WORK INSTRUCTION: Filter the data for lines with the word "fence", then copy every line so identified.

Records contained in a dataset:
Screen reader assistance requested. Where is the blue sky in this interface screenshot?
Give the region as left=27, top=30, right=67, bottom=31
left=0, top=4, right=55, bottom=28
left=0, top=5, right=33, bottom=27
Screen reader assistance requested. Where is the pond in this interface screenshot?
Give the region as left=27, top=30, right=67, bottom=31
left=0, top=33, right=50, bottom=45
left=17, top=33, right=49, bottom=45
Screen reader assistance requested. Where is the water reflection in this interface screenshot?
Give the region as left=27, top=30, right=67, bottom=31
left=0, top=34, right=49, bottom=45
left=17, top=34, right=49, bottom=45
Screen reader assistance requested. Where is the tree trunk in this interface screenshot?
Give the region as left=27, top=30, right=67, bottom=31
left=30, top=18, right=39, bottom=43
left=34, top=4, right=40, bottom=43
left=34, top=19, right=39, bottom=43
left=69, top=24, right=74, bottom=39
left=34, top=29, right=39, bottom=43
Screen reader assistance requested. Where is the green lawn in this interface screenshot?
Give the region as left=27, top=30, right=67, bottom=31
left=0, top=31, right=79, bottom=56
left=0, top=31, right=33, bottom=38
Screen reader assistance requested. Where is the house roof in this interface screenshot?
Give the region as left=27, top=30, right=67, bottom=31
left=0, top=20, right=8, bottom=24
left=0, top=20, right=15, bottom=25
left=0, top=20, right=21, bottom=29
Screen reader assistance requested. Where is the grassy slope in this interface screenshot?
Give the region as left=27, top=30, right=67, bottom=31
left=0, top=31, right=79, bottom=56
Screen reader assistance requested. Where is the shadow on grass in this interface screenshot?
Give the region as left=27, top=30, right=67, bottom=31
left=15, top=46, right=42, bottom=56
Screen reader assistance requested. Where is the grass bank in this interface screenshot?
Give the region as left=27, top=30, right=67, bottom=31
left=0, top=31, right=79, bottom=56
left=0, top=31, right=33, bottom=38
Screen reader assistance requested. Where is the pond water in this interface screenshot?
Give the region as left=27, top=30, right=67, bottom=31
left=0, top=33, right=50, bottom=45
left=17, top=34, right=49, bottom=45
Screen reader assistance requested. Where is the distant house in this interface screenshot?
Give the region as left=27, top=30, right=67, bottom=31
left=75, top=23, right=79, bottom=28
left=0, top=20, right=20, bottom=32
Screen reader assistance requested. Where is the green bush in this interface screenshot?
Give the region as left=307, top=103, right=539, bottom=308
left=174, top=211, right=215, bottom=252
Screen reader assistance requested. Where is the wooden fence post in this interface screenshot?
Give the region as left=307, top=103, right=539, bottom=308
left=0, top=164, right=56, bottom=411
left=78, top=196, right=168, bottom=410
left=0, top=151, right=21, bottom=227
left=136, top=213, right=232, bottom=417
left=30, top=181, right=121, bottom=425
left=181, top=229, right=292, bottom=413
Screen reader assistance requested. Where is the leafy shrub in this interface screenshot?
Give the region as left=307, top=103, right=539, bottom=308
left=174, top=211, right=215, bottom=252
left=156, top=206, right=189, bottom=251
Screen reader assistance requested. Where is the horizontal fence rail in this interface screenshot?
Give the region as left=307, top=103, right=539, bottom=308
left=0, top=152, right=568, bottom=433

RESULT OF THE EXERCISE:
Screen reader assistance requested. Where is the wooden fence post in this interface screenshot?
Screen reader assistance requested. Where is the horizontal fence rail in this interface screenshot?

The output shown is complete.